● **AIM OF THE TASK**: Reproduce exactly the lines below, from the first through the one containing "# Mark the region of the muddy", and nothing more.

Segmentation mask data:
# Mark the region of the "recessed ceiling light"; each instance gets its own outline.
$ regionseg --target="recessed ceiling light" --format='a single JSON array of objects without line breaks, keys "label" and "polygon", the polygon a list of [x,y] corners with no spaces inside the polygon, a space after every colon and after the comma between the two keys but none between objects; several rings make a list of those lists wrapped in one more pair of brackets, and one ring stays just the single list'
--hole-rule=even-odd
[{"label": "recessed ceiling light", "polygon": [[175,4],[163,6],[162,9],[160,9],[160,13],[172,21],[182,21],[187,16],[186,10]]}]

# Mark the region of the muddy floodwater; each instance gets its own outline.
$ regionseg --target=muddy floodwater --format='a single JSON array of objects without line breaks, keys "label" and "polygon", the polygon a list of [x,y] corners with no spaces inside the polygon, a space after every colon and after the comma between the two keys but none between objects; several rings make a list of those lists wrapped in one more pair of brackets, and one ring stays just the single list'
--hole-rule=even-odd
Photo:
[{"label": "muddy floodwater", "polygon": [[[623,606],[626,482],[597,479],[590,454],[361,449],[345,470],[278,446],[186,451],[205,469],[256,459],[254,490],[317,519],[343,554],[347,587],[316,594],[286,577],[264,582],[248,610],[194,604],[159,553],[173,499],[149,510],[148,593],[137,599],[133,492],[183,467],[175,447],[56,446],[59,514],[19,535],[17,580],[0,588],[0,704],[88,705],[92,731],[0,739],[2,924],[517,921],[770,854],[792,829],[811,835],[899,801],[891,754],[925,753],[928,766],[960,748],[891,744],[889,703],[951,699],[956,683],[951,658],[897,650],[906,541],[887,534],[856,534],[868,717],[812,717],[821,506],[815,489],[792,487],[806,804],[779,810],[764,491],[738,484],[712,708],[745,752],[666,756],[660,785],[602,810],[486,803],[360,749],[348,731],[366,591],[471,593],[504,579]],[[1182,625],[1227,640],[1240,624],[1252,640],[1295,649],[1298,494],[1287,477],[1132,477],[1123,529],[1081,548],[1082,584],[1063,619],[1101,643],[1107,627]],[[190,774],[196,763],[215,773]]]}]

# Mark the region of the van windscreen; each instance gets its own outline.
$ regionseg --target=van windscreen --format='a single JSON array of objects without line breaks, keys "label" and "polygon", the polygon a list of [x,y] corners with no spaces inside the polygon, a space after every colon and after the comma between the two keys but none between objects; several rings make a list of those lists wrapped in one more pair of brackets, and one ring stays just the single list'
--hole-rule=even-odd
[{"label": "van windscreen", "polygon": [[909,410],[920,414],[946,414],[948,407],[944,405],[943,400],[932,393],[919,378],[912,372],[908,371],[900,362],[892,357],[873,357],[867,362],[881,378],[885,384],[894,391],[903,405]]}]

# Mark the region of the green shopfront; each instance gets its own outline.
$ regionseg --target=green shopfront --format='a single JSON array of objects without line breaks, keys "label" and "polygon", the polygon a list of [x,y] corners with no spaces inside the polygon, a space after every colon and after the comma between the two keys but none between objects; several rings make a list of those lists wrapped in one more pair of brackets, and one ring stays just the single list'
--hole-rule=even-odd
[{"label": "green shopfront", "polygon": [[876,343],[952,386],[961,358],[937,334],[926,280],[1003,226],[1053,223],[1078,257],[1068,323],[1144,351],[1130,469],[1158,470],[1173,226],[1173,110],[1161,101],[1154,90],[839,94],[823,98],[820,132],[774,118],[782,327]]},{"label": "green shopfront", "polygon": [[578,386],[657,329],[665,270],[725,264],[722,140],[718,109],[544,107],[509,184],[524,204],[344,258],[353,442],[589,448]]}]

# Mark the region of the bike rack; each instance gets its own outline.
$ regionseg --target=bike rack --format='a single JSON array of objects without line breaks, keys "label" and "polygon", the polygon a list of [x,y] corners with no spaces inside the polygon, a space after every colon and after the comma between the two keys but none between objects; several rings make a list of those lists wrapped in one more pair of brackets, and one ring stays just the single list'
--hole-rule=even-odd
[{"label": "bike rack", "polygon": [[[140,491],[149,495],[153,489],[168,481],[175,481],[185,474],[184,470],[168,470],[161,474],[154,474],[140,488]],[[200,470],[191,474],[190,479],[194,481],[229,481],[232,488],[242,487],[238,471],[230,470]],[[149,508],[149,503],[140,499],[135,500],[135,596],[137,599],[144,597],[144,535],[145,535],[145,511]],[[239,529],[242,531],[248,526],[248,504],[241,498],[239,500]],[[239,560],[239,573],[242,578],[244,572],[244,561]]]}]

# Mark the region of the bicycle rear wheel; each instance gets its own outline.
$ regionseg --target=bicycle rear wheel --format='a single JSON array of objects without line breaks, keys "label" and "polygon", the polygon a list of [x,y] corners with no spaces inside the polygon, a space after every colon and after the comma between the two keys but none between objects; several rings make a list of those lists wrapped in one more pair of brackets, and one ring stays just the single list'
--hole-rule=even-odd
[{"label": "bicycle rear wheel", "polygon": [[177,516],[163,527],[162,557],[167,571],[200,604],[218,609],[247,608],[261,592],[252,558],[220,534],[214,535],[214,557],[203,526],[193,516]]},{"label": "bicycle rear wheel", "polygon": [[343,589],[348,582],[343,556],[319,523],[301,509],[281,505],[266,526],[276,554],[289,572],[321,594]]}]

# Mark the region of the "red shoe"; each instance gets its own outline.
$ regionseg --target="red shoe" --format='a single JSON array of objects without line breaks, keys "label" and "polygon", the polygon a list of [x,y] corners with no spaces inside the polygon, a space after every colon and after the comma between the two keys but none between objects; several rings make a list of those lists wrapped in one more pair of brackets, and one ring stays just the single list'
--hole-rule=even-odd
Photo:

● **ANSWER BOX**:
# Mark the region of the "recessed ceiling light"; each instance gets its own outline.
$ regionseg --target="recessed ceiling light" --format='a single JSON array of objects without line breaks, keys "label" and "polygon", the polygon a list of [x,y] corners with no spaces inside the polygon, a space after every colon and after the comma between the two keys but none between objects; several rings make a list of those lists wrapped in one more pair of brackets, and one ring stays just the single list'
--hole-rule=even-odd
[{"label": "recessed ceiling light", "polygon": [[175,4],[163,6],[162,9],[160,9],[160,13],[172,21],[182,21],[187,16],[186,10]]}]

# Mark the region of the muddy floodwater; each instance gets its own outline.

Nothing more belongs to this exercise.